§ TEXT SEGMENT
┌────────
Internet of things projects have long wrestled with a simple question: how do you connect small, battery-powered devices reliably, at distance, and at scale, without making the hardware bulky or the bill of materials painful. Australian startup Morse Micro believes the answer is Wi-Fi HaLow: a standard built on IEEE 802.11ah that operates in spectrum below 1 gigahertz. The company has closed a Series C round of 59 million dollars and announced mass production of its silicon: complete system-on-chip parts, modules, and evaluation kits.

The goal is to take Wi-Fi into places it has traditionally struggled to reach and to do so with the predictability that IoT deployments demand. This article explains what Wi-Fi HaLow is, why sub-gigahertz operation matters, where it fits among other low-power wireless options, and how Morse Micro’s move to full production could change the economics and reliability of real-world projects. You will also find practical guidance on when to choose HaLow, what to expect during pilots, and the limitations to plan for before you commit.

What Wi-Fi HaLow Really Is

Wi-Fi HaLow is the designation for certified products that implement IEEE 802.11ah. Unlike conventional Wi-Fi that lives in 2.4 and 5 gigahertz bands, HaLow operates below 1 gigahertz. That single design decision shapes everything that follows. Lower frequencies propagate farther, bend around obstacles more gracefully, and penetrate walls with less signal loss compared with higher-frequency bands. The upshot is a more robust link budget and a meaningful range boost for devices that cannot host large antennas or power-hungry radios.

HaLow is still Wi-Fi at its core. That means native IP connectivity, familiar security models, and well-understood provisioning flows. Sensors, wearables, access points, and gateways speak in a language the broader network already understands. For engineering teams, that compatibility shortens integration time and reduces the number of protocol translators or application-layer gateways you need to deploy and maintain.

Why Sub-Gigahertz Changes The Equation

The big advantage of sub-gigahertz is not only headline range. It is the way links behave in messy, human environments. Think of a hospital with reinforced walls, a distribution center packed with metal racks, or a multi-storey apartment building with concrete cores. Signals at lower frequencies lose less energy when they pass through those materials. That translates into a cleaner link at the same transmit power, or similar performance at lower power draw. For battery-operated devices, shaving milliamps from the radio budget often unlocks months of extra life, fewer maintenance visits, and a stronger business case for large fleets.
└────────
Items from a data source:
┌────────
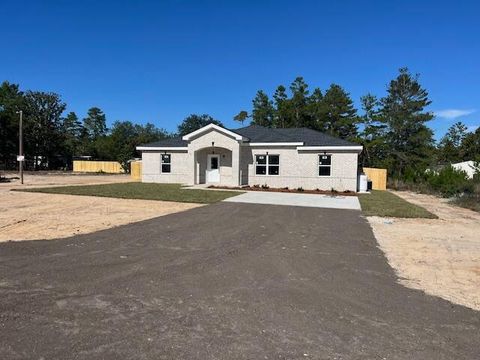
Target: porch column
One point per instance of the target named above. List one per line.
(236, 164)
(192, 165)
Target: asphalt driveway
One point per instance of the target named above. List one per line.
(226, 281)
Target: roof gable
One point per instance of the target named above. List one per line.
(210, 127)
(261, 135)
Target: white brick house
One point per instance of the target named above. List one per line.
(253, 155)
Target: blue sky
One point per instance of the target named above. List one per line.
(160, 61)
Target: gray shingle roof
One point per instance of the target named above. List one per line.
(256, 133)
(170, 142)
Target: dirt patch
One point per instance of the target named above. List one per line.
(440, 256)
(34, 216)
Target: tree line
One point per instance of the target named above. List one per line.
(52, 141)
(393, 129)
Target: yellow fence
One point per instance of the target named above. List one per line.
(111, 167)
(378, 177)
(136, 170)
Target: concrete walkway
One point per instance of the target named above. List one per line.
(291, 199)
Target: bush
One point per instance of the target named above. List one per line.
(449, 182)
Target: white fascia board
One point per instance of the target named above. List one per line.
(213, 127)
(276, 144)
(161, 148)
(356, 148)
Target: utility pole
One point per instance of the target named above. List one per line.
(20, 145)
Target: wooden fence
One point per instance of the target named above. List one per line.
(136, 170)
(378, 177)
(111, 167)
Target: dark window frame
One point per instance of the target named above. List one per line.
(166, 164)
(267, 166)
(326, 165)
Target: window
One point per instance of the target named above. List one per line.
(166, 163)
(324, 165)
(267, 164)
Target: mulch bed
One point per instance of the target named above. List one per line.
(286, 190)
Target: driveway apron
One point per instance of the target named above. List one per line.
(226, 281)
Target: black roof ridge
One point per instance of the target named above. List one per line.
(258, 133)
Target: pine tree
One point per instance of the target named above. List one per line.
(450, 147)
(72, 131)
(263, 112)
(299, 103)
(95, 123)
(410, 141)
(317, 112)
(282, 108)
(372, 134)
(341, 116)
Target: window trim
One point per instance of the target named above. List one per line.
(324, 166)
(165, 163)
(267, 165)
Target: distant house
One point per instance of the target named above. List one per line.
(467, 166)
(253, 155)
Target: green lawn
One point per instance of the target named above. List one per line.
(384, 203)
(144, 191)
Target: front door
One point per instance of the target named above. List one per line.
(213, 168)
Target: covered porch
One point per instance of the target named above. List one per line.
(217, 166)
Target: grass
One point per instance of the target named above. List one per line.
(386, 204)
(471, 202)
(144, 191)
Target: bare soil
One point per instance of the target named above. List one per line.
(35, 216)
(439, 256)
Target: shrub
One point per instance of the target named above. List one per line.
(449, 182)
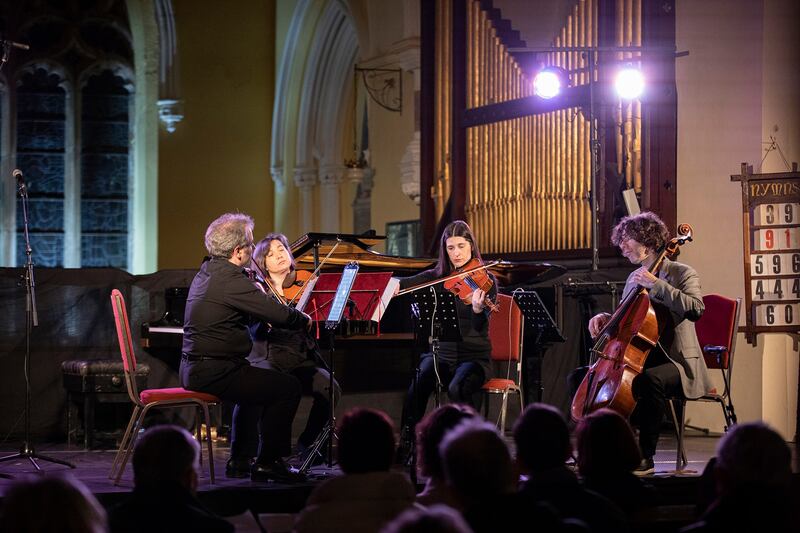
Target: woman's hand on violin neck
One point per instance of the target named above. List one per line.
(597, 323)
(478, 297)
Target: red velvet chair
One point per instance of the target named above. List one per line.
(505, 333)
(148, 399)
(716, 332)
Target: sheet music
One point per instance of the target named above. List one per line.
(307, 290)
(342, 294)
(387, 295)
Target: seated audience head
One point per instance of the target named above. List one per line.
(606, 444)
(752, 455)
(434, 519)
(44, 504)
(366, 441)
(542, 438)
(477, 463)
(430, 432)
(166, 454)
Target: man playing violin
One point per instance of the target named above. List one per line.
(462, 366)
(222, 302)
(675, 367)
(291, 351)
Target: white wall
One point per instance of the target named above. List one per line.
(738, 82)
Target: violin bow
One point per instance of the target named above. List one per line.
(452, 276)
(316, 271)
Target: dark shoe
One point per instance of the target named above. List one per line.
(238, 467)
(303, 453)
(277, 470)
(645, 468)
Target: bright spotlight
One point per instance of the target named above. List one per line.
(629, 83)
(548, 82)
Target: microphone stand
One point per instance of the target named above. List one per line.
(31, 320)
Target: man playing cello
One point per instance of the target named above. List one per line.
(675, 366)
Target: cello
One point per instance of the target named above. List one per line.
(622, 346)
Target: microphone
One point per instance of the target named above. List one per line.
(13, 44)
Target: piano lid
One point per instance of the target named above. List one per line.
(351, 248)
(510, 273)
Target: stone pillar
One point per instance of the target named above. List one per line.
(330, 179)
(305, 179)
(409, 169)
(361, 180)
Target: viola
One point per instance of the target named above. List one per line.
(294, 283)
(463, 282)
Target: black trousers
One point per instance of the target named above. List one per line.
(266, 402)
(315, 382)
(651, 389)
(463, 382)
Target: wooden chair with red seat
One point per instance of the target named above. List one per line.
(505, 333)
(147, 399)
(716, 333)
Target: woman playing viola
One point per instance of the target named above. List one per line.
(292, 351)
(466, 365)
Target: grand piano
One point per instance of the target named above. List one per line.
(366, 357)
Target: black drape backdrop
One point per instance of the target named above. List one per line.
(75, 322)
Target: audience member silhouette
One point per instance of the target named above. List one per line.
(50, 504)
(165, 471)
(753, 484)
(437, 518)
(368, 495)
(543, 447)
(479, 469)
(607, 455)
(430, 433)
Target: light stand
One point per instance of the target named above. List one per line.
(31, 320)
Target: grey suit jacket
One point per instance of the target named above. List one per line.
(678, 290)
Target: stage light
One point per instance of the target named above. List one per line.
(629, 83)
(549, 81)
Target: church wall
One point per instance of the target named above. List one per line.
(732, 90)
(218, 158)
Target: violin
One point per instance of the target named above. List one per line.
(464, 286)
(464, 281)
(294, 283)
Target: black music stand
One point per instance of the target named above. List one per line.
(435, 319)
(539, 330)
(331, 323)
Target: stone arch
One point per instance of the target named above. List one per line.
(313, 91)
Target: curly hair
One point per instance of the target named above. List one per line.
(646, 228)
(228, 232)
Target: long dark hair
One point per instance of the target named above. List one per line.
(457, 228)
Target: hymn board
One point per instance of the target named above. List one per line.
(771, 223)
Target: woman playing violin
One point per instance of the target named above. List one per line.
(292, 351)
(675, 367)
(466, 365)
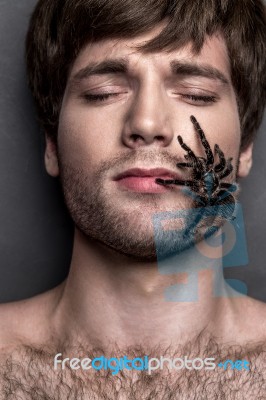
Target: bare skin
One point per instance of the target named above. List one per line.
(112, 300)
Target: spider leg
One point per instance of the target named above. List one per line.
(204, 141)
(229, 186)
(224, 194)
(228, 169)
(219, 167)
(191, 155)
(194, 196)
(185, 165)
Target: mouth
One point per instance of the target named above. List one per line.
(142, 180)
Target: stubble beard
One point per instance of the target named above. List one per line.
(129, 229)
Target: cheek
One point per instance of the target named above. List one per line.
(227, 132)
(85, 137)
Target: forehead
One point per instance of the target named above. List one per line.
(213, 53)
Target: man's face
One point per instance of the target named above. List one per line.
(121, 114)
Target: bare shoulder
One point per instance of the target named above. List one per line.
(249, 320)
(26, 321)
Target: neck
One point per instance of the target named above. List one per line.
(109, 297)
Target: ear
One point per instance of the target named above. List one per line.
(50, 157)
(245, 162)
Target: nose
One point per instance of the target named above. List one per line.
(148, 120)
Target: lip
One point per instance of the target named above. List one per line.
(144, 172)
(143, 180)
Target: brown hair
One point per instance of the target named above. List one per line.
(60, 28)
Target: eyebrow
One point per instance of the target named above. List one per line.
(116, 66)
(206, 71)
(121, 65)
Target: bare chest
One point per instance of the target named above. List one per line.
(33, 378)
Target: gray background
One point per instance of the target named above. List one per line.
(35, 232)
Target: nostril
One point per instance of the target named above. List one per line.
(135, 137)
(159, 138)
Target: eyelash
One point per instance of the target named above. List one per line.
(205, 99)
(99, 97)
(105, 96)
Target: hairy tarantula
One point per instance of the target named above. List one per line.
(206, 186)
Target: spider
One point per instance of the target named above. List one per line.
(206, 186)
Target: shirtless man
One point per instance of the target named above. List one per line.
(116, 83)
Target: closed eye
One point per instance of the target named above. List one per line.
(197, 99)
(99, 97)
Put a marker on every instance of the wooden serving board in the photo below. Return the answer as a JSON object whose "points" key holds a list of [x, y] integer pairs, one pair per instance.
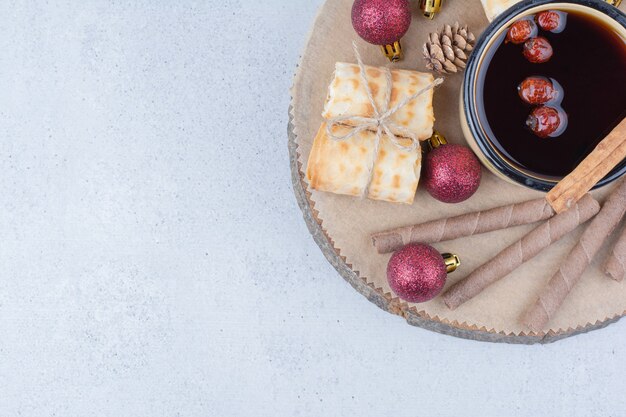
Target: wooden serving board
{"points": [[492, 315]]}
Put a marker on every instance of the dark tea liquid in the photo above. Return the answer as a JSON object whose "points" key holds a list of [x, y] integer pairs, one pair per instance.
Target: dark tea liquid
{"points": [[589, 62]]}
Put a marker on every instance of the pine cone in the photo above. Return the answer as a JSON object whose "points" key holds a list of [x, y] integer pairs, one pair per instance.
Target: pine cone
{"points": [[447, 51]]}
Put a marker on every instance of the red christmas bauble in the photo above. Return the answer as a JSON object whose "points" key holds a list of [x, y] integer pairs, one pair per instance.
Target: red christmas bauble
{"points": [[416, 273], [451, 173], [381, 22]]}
└────────
§ WORK REQUEST
Please retype the passage on Wi-Fi HaLow, beginning at the words "The goal is" and stopping after the words "before you commit.".

§ EXPECTED OUTPUT
The goal is to take Wi-Fi into places it has traditionally struggled to reach and to do so with the predictability that IoT deployments demand. This article explains what Wi-Fi HaLow is, why sub-gigahertz operation matters, where it fits among other low-power wireless options, and how Morse Micro’s move to full production could change the economics and reliability of real-world projects. You will also find practical guidance on when to choose HaLow, what to expect during pilots, and the limitations to plan for before you commit.